___ PROVIDED MATERIAL

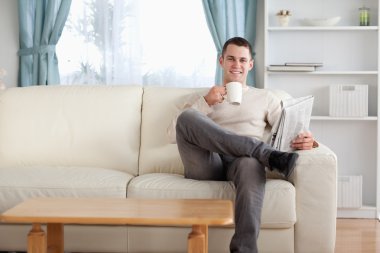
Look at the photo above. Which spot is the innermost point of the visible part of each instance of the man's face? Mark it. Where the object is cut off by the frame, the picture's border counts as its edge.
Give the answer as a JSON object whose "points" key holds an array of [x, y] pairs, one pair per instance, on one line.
{"points": [[236, 63]]}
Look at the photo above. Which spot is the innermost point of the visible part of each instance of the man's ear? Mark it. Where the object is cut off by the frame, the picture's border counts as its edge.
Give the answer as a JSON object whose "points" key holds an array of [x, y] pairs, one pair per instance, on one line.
{"points": [[251, 63]]}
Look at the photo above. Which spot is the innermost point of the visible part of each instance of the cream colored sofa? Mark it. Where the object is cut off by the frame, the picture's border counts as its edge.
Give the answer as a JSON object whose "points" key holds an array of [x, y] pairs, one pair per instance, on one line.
{"points": [[110, 141]]}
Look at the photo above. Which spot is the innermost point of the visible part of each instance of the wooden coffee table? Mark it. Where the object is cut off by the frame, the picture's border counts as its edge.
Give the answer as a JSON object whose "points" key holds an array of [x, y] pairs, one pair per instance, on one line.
{"points": [[55, 212]]}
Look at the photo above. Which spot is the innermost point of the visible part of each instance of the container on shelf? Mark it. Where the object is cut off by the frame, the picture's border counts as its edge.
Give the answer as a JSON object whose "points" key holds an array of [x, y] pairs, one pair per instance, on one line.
{"points": [[364, 16]]}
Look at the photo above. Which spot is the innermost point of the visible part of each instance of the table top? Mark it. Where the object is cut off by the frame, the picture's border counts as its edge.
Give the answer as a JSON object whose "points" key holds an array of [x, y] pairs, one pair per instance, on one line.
{"points": [[116, 211]]}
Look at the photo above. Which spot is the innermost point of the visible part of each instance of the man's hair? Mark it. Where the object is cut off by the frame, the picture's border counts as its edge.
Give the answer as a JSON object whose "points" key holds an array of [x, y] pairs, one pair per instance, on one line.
{"points": [[238, 41]]}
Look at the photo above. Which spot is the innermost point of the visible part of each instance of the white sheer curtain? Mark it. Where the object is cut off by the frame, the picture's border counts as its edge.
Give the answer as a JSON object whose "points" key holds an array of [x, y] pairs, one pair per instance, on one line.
{"points": [[145, 42]]}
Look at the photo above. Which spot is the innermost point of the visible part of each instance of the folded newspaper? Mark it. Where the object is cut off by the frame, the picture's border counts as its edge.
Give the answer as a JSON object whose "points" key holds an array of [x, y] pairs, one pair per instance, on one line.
{"points": [[294, 119]]}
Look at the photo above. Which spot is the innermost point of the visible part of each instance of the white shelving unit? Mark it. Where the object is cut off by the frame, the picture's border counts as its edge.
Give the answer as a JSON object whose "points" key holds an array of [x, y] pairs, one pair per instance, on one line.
{"points": [[350, 55]]}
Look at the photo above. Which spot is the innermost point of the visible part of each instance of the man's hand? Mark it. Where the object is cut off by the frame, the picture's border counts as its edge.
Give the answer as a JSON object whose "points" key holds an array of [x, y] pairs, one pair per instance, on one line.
{"points": [[304, 141], [215, 95]]}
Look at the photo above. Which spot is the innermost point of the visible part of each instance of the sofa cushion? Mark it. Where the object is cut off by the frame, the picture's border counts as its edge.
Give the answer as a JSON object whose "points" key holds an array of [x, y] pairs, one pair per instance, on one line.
{"points": [[89, 126], [279, 194], [18, 184]]}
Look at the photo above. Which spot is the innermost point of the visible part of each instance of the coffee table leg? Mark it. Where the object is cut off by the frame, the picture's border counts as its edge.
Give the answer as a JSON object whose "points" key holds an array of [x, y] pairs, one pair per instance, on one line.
{"points": [[197, 239], [55, 238], [36, 239]]}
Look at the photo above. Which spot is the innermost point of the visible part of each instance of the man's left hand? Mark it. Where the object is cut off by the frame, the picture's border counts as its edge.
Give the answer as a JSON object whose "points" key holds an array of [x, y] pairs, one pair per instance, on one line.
{"points": [[303, 141]]}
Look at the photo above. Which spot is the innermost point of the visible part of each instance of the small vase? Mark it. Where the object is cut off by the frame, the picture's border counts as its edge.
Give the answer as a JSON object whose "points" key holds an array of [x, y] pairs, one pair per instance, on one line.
{"points": [[283, 20]]}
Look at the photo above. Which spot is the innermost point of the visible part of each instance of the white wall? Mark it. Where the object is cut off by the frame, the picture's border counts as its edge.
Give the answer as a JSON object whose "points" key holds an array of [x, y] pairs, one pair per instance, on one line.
{"points": [[9, 42]]}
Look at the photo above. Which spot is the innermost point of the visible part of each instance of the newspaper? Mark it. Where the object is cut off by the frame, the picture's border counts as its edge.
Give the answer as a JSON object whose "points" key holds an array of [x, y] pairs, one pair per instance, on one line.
{"points": [[294, 119]]}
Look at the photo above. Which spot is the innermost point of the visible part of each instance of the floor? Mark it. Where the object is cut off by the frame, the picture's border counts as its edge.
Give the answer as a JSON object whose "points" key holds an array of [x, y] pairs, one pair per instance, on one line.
{"points": [[357, 236]]}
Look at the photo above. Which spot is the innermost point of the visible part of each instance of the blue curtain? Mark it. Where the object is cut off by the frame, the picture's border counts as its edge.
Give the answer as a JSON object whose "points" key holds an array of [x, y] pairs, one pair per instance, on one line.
{"points": [[227, 19], [41, 23]]}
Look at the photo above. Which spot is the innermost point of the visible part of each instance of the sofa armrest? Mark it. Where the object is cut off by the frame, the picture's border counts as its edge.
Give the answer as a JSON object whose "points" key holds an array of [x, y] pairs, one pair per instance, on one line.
{"points": [[315, 180]]}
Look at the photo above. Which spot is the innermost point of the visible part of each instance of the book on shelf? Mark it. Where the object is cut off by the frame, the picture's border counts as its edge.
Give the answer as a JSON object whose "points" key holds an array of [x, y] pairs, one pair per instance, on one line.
{"points": [[285, 68], [315, 64]]}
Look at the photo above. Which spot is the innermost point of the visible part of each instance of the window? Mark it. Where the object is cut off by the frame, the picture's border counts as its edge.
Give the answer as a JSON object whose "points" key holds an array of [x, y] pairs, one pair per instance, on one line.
{"points": [[146, 42]]}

______

• **EXERCISE DIRECTIONS**: Look over the records above and copy each line that includes the string "white".

• **RESULT OF THIS EXERCISE**:
Look at the photo above. Which spot is the innermost point of the visible part of each instance of the white sheer curtain? Mark it. Where the object is cut off by the frame, the picture's border counts as its edge.
Look at the photo above. Which spot is the innermost point of the visible part of each instance of the white shelving unit? Mark it. Where the object is cut off by the frame, the picture's border counts as its edge.
Look at the photo above. Which spot is the innermost point of the visible part of each instance of the white wall? Mark it. Where the object is cut off by the frame, the picture's border counts as its edge.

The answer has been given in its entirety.